## WORK REQUIRED
Among the lines below, copy each one in which "panel" appears.

## EXERCISE INPUTS

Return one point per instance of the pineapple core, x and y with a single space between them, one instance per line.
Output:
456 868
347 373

==

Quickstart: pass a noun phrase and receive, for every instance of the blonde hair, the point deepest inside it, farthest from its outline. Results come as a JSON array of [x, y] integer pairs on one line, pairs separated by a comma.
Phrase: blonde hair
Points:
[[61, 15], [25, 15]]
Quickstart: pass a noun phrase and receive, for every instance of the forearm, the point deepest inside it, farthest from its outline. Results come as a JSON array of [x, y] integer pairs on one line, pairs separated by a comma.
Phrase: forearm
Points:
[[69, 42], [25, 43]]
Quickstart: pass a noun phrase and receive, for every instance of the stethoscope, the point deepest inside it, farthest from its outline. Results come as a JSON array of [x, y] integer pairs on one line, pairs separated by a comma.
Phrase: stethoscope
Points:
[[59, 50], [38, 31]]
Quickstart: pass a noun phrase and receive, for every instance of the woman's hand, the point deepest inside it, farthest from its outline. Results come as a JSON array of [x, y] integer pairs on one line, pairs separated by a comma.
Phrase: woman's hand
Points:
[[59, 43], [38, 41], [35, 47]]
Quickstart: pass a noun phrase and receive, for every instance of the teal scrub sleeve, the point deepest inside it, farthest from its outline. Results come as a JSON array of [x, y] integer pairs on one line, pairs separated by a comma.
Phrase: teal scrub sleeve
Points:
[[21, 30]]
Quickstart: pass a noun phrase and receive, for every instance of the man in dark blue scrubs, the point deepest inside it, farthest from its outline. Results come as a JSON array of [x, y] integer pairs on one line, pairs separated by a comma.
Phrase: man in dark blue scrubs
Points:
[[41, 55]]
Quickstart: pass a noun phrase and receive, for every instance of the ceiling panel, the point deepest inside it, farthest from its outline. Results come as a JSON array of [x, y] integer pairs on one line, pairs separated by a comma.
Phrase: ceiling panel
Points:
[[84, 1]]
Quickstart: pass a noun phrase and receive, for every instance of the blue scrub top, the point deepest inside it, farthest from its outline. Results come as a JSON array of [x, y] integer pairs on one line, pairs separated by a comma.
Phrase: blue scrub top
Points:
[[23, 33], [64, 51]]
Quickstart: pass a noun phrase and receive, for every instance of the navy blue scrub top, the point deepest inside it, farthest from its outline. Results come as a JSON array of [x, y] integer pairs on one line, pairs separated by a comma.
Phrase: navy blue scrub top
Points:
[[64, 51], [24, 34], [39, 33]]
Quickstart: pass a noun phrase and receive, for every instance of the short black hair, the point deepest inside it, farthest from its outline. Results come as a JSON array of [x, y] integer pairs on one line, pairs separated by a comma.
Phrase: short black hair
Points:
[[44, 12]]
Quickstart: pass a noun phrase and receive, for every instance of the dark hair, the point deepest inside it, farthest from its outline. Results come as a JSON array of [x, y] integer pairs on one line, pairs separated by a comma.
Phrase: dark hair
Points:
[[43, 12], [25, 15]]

## ANSWER TO THIS EXERCISE
Quickstart: pass a noun phrase and receive, for every instance of the ceiling panel, the point deepest inside it, farthest from its outline. Results come as a JSON array of [x, y] integer pairs on one line, pairs separated by a comma.
Phrase: ceiling panel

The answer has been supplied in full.